=== Isi Tugas ===
Jawablah pertanyaan berikut berdasarkan kutipan teks di bawah.
(a) Dalam praktiknya, NU lebih banyak mengikuti mazhab apa?
(b) Majelis apa yang dikenal di Muhammadiyah?
(c) Perguruan tinggi agama apa saja yang disebut sebagai contoh?

Sebenarnya NU sendiri dalam Anggaran Dasarnya
mencantumkan bermazhab Sunny – Ahlus Sunnah Wal Jama’ah – yang mengikuti salah
satu Imam mazhab empat, Hanafi, Maliki, Syafi'i dan Hambali. Tetapi dalam
praktek, juga lebih banyak pada mazhab Syafi'i.
Di Muhammadiyah dikenal adanya Majlis Tarjih, tetapi
yang lebih dikedepankan adalah menempatkan kerangka kerja ijtihad lebih
dikedepankan. Paling tidak mengacu kepada metode-metode yang telah ditawarkan
oleh para ulama tempo dulu.
Boleh jadi yang lebih bebas dan mungkin agak banyak,
variasi referensi mazhab Sunny berada di perpustakaan Perguruan Tinggi Agama,
seperti IAIN dan atau PTAIS. Tetapi karena sistem dan pelaksanaan pendidikannya
berbeda dengan di pesantren, jadi sepenuhnya tergantung pada kemampuan bahasa
Arab yang mendasarinya. Yang jelas, sebagai wacana di lingkungan kampus, lebih
terbuka meski kurang matang, mengingat target dan alokasi waktu yang memang
berbeda dengan di pesantren.

=== Data yang Diberikan ===
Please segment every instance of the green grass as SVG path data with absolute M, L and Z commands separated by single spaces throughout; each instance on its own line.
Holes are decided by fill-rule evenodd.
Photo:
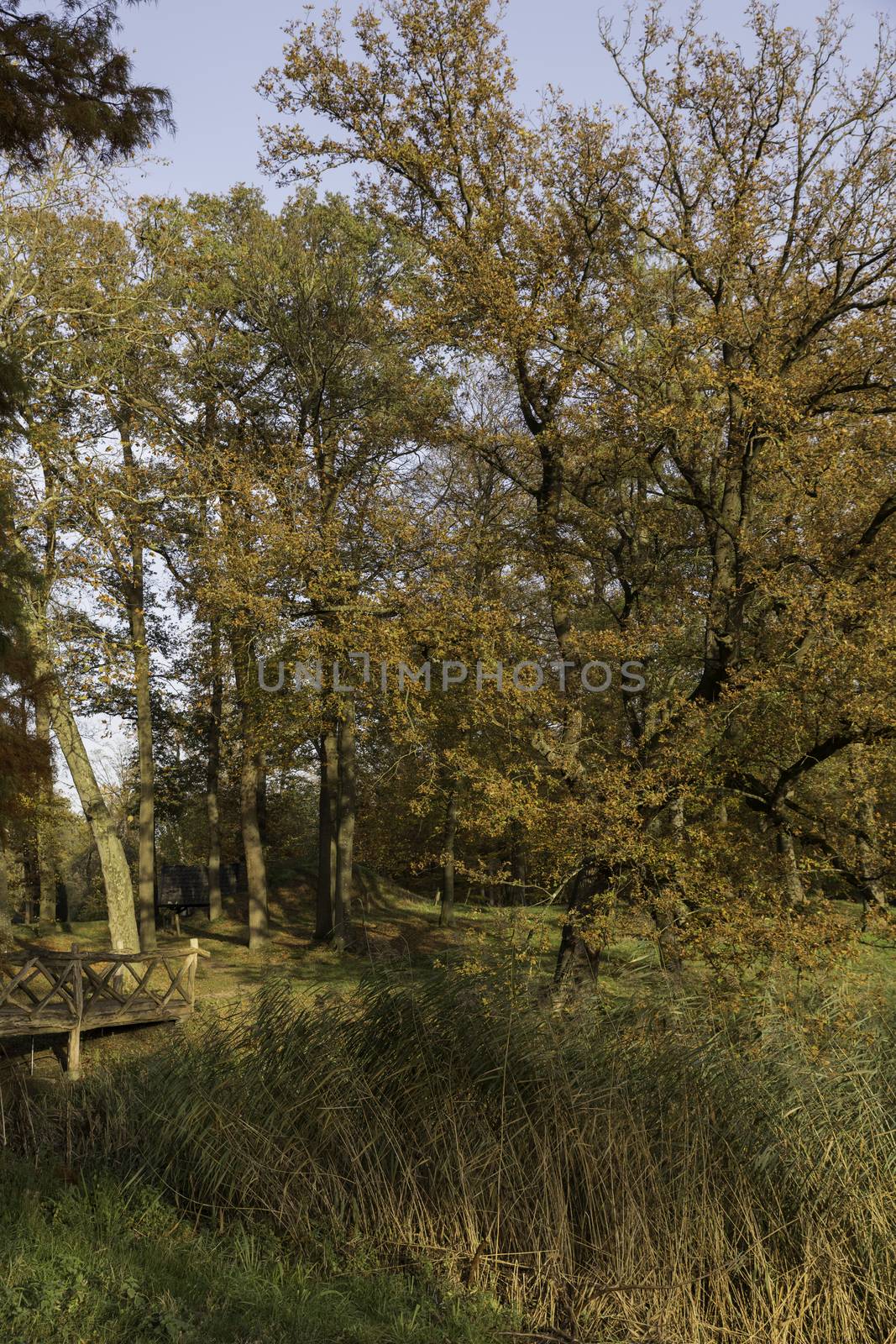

=== Jawaban ===
(a) Mazhab Syafi'i.
(b) Majlis Tarjih.
(c) IAIN dan atau PTAIS.